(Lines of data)
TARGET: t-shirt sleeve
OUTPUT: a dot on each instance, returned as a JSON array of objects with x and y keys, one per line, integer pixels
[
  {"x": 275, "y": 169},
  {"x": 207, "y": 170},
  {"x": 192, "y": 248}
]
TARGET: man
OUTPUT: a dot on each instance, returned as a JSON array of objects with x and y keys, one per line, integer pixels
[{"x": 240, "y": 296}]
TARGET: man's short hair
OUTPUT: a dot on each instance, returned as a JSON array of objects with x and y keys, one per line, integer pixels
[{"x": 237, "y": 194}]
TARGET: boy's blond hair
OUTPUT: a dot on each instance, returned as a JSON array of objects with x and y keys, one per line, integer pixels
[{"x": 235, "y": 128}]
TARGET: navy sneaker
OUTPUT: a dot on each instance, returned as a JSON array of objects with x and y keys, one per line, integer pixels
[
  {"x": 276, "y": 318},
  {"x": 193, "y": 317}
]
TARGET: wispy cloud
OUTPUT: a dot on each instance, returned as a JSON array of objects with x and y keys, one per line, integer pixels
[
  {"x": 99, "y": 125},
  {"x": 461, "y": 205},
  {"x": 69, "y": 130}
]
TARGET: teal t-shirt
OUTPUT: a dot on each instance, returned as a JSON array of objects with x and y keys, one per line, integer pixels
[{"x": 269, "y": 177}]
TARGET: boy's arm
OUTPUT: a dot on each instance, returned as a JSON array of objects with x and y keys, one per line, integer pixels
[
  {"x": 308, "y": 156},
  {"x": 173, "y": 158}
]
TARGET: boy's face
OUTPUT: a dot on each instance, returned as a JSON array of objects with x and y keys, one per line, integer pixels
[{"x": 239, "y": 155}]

What is expected: Please copy out the lines of the listing, character for character, from the line with "TARGET: wispy cloud" through the last line of the listing.

Solution to this problem:
TARGET: wispy cloud
OUTPUT: a dot on each instance, returned as a JSON array of objects with x and y keys, one per line, integer pixels
[
  {"x": 99, "y": 125},
  {"x": 461, "y": 205},
  {"x": 69, "y": 130}
]
TARGET: teal t-shirt
OUTPUT: a dot on each instance, returned as a JSON array of objects with x and y keys, one per line, integer pixels
[{"x": 269, "y": 177}]
TARGET: boy's arm
OUTPUT: a dot on each instance, returned as a JSON array of objects with x and y keys, one per line, integer pixels
[
  {"x": 308, "y": 156},
  {"x": 173, "y": 158}
]
TARGET: boy's face
OUTPUT: a dot on each instance, returned as a JSON array of objects with x and y keys, one per line, integer pixels
[{"x": 239, "y": 155}]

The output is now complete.